▶ **WHAT THE EXERCISE ASKS**
Retype the listing exactly as it stands, and keep every image out.

[[ SOURCE DATA, beginning ]]

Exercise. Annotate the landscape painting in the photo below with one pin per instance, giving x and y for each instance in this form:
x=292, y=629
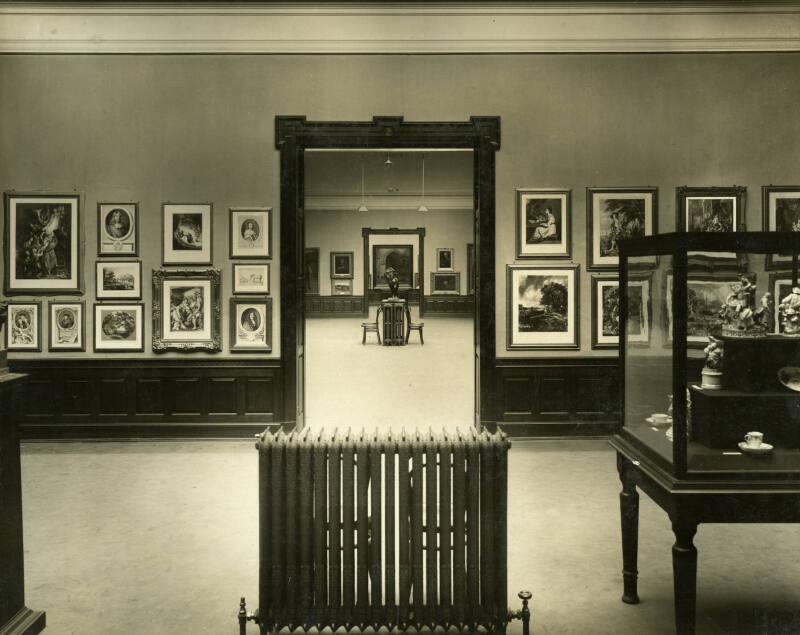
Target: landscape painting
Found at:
x=542, y=306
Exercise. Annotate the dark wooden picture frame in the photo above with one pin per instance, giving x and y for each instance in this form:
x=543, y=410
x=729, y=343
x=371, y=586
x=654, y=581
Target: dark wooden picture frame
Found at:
x=538, y=224
x=772, y=223
x=445, y=283
x=571, y=341
x=254, y=243
x=631, y=228
x=50, y=251
x=126, y=243
x=406, y=275
x=53, y=324
x=166, y=341
x=16, y=324
x=170, y=256
x=103, y=294
x=261, y=326
x=138, y=347
x=336, y=259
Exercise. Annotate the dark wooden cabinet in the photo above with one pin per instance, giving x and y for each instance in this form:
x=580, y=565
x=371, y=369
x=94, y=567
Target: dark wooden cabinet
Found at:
x=15, y=617
x=394, y=322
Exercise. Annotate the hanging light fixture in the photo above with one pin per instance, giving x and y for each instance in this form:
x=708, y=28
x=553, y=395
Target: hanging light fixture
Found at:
x=363, y=207
x=422, y=207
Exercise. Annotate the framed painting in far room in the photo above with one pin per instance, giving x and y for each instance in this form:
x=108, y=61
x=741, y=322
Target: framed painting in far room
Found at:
x=119, y=327
x=251, y=232
x=543, y=223
x=614, y=214
x=42, y=244
x=66, y=327
x=118, y=279
x=186, y=310
x=444, y=258
x=341, y=264
x=251, y=325
x=780, y=207
x=117, y=229
x=445, y=283
x=542, y=307
x=251, y=279
x=341, y=286
x=24, y=327
x=399, y=257
x=187, y=234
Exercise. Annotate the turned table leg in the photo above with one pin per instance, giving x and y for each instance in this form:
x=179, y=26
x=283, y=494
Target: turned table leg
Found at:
x=684, y=571
x=629, y=516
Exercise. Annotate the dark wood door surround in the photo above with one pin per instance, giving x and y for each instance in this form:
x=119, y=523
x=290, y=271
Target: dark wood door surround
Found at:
x=293, y=136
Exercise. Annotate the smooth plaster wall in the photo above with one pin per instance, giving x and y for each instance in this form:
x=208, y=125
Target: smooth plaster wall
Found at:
x=341, y=231
x=201, y=128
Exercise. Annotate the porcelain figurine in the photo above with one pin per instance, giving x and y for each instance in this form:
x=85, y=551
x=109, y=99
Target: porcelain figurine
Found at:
x=789, y=312
x=712, y=370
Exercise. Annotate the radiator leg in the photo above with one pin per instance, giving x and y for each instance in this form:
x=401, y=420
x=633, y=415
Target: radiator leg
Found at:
x=526, y=612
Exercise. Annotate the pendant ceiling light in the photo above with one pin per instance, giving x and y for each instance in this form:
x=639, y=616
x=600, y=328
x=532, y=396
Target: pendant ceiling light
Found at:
x=422, y=207
x=363, y=207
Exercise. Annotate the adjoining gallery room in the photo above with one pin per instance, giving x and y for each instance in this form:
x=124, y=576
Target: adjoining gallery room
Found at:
x=366, y=317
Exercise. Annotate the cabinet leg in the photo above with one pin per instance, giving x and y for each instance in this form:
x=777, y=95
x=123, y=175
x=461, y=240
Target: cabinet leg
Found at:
x=684, y=573
x=629, y=516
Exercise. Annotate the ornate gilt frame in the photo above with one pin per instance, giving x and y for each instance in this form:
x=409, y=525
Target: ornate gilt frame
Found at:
x=212, y=345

[[ SOURCE DATA, end ]]

▶ **YOUR SOLUTION**
Exercise. Annotate the landscape painting in the photo below with one pin per instance, giving x and y for each instance in this form:
x=292, y=629
Target: landscape painting
Found at:
x=542, y=306
Exercise. Annotate the dark wooden picture frame in the photo above with one pin per instance, giving x and y for each instance in this form:
x=543, y=410
x=729, y=343
x=371, y=586
x=654, y=581
Target: dark wooden picture frame
Found at:
x=538, y=224
x=772, y=223
x=445, y=283
x=571, y=341
x=254, y=243
x=631, y=228
x=50, y=251
x=126, y=243
x=406, y=275
x=53, y=324
x=166, y=341
x=16, y=324
x=170, y=256
x=103, y=294
x=261, y=326
x=138, y=347
x=336, y=259
Exercise. Annotate the dark wooden cabinet in the photo above with one pin per instance, giving x and y for each instance in this form:
x=580, y=565
x=371, y=369
x=94, y=567
Target: dark wooden cabinet
Found at:
x=15, y=617
x=394, y=322
Exercise. Annotate the hanging light fixture in the photo above with one pin per instance, giving x and y for each instance in this form:
x=708, y=28
x=553, y=395
Target: hanging light fixture
Found at:
x=363, y=207
x=422, y=207
Exercise. Annotate the framed painting in far room in the photo above with one pin per instance, giving x and y for each instance in this form:
x=108, y=61
x=741, y=322
Target: framed painting in far room
Found at:
x=119, y=327
x=251, y=232
x=543, y=223
x=614, y=214
x=42, y=244
x=66, y=327
x=118, y=279
x=186, y=310
x=444, y=258
x=341, y=264
x=251, y=325
x=780, y=207
x=117, y=229
x=445, y=283
x=542, y=307
x=251, y=279
x=341, y=286
x=24, y=327
x=399, y=257
x=187, y=234
Exercise. Annotate the turned table leg in the photo above with one pin per instance, giving x and y for each instance in this form:
x=179, y=26
x=283, y=494
Target: turned table leg
Found at:
x=684, y=571
x=629, y=516
Exercise. Annotate the dark wood door surround in the photo above with one pin per instance, giving x and y for each instance in this form:
x=119, y=523
x=290, y=271
Target: dark wood door surround
Found at:
x=293, y=136
Exercise. Annotate the smooth plaster wall in the photo above with one pin per instance, giving x and y for each instance in this form:
x=208, y=125
Target: smooth plaster wall
Found at:
x=341, y=231
x=201, y=128
Exercise. Annotate the porcelain figurine in the photo above with one pin per instance, giving x and y for each instance in this form:
x=85, y=551
x=109, y=99
Target: porcelain figurine
Found at:
x=789, y=312
x=712, y=370
Exercise. Annotate the radiator leg in the photo above with one pin per instance, giving x and y for each instance in this form:
x=401, y=420
x=633, y=415
Target: radiator leg
Found at:
x=526, y=612
Exercise. Annotate the pendant ceiling light in the photo above with one pin per instance, giving x and y for each instance in this form:
x=639, y=616
x=600, y=328
x=532, y=396
Target: pendant ceiling light
Found at:
x=422, y=207
x=363, y=207
Exercise. Annotate the adjoining gallery room in the photo above with one pin per instance, giving x and y for each instance in this form:
x=124, y=576
Target: adjoining gallery room
Found at:
x=366, y=317
Exercise. Annotate the cabinet leg in the photo above with one pin per instance, giving x and y for each instance in this form:
x=777, y=95
x=123, y=175
x=461, y=240
Target: cabinet leg
Found at:
x=684, y=573
x=629, y=516
Exercise. Annotate the ornate gilt frame in the photo above with one pin per instance, giving x and y for each instance in this form:
x=409, y=525
Target: ornate gilt frame
Found at:
x=212, y=345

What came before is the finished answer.